— PROVIDED PASSAGE —
= = = = =

Seven years later, weightlifting is still a constant. I go three to five sessions in a week, hitting the gym before work or during my lunch hours. If I drop off from the routine and wake up in the middle of the night from anxious thoughts, a quick hour-long date with free weights usually gets me feeling great again.
I even branched out to other types of exercises. My newfound confidence in doing physical activity made me say yes to friends inviting me to their own personal favourites: soul-cycle classes, barre, and even running! Hong Kong Disneyland hosted a 5K race earlier in the year, and my colleagues were keen. A combination of running alongside Disney characters and the gentle coaching nestled in the Nike Run Club app (which said that “all bodies are runner bodies”) made for an awesome morning. I would totally do it again… for more Disney characters.
Exercising is now essential to my homeostasis state, helping regulate my emotions as well as other bodily functions. When I receive a passive-aggressive email from an interviewee, I sit (or rather, squat) with the contents before hitting reply. I think clearer, too, able to write faster without grabbing a second cup of coffee. I credit that to the restful sleep I have post-workouts. Exercising is so much more than a calorie-burning activity.

= = = = =

— ENTRIES PROVIDED —
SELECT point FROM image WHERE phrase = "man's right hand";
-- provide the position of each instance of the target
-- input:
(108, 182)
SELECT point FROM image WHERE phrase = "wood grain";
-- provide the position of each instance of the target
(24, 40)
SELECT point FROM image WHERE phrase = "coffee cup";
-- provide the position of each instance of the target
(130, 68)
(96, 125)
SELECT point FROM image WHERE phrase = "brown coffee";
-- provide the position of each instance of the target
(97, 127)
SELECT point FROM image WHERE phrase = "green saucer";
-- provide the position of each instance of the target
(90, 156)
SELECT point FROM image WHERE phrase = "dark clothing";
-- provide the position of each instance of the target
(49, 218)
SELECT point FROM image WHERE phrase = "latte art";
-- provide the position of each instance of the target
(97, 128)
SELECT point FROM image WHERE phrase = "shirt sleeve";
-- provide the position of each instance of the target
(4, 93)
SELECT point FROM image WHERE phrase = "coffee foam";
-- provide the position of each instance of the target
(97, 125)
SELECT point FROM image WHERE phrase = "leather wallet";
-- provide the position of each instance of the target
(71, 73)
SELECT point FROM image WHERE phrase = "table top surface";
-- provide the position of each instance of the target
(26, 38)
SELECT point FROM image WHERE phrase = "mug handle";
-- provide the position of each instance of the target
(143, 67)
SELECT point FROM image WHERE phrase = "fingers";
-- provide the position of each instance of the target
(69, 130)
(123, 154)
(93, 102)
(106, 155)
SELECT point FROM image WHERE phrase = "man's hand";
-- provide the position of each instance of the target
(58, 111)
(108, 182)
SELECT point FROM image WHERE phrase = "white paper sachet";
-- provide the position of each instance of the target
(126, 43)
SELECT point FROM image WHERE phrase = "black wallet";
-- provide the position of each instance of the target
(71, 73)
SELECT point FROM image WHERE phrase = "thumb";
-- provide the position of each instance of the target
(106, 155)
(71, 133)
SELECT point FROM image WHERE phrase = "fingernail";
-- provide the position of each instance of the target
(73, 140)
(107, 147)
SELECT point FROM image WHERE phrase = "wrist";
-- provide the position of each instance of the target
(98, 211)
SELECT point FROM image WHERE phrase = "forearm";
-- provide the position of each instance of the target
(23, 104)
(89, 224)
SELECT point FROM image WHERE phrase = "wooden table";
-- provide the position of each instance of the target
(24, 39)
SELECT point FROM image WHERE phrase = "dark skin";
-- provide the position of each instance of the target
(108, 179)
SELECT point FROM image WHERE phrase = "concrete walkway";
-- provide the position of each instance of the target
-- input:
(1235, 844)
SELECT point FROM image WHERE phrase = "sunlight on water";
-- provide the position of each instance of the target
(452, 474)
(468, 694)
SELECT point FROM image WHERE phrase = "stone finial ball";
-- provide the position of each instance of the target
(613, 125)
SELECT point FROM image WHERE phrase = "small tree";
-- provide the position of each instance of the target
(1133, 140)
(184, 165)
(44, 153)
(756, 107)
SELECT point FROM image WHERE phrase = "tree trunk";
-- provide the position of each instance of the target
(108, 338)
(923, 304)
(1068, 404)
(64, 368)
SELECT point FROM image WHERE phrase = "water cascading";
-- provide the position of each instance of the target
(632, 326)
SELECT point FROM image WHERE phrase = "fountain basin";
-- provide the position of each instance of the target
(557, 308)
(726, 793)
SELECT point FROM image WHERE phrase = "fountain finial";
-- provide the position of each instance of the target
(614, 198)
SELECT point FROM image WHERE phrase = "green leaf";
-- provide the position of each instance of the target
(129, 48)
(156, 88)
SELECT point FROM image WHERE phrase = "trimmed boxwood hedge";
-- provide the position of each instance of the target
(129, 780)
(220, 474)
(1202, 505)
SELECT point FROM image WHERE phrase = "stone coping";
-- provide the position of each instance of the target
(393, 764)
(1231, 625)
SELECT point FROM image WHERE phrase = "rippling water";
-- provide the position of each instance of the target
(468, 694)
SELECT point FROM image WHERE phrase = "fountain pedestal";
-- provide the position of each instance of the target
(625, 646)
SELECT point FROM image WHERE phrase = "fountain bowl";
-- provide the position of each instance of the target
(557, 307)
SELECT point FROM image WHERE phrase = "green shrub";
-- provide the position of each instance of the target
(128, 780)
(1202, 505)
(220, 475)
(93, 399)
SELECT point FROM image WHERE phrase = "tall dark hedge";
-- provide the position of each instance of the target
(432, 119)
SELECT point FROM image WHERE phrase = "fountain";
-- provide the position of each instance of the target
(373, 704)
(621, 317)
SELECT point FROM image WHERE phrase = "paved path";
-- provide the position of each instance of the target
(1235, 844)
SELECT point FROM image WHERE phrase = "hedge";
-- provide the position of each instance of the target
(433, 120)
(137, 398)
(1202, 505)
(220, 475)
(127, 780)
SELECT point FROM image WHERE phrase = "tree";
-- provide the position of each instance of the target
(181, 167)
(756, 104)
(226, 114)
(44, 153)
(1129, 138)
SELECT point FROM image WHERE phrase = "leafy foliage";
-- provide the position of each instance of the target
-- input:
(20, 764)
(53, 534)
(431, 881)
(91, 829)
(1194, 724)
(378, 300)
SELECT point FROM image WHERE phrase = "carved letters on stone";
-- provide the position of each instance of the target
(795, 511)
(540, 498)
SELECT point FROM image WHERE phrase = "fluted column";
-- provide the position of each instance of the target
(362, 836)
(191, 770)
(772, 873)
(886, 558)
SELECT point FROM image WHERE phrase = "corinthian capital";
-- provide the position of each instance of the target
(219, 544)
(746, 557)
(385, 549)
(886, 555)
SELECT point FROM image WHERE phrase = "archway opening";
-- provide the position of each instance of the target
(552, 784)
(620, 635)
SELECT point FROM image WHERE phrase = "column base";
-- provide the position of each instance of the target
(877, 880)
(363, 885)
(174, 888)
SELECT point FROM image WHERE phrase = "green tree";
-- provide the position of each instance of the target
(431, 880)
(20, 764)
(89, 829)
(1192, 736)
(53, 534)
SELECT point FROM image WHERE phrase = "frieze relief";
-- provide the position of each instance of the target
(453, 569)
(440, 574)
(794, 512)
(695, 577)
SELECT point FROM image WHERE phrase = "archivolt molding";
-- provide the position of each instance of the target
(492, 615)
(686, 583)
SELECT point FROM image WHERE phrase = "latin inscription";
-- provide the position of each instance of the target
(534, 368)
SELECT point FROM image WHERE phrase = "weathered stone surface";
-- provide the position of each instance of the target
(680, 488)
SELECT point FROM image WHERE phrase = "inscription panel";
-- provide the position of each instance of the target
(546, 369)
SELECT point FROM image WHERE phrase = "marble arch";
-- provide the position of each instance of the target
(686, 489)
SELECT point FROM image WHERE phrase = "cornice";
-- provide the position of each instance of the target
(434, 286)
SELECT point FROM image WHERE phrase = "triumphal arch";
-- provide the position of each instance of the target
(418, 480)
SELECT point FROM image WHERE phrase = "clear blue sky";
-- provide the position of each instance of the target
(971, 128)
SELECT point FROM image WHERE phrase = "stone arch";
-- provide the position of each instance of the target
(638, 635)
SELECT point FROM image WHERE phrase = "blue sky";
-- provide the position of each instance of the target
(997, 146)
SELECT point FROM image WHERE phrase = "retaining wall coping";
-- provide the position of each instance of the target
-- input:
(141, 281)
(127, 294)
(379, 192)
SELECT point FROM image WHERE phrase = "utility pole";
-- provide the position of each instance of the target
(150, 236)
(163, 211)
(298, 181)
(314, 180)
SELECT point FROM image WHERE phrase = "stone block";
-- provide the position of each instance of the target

= = = = =

— INSTRUCTIONS —
- a) Write out the stretch of the passage about exercise from "I even branched" through "more Disney characters.".
- b) In the passage about exercise, where was the 5K race held?
Rely only on the passage about exercise, not on the records.

— OUTPUTS BY TASK —
- a)
I even branched out to other types of exercises. My newfound confidence in doing physical activity made me say yes to friends inviting me to their own personal favourites: soul-cycle classes, barre, and even running! Hong Kong Disneyland hosted a 5K race earlier in the year, and my colleagues were keen. A combination of running alongside Disney characters and the gentle coaching nestled in the Nike Run Club app (which said that “all bodies are runner bodies”) made for an awesome morning. I would totally do it again… for more Disney characters.

- b) Hong Kong Disneyland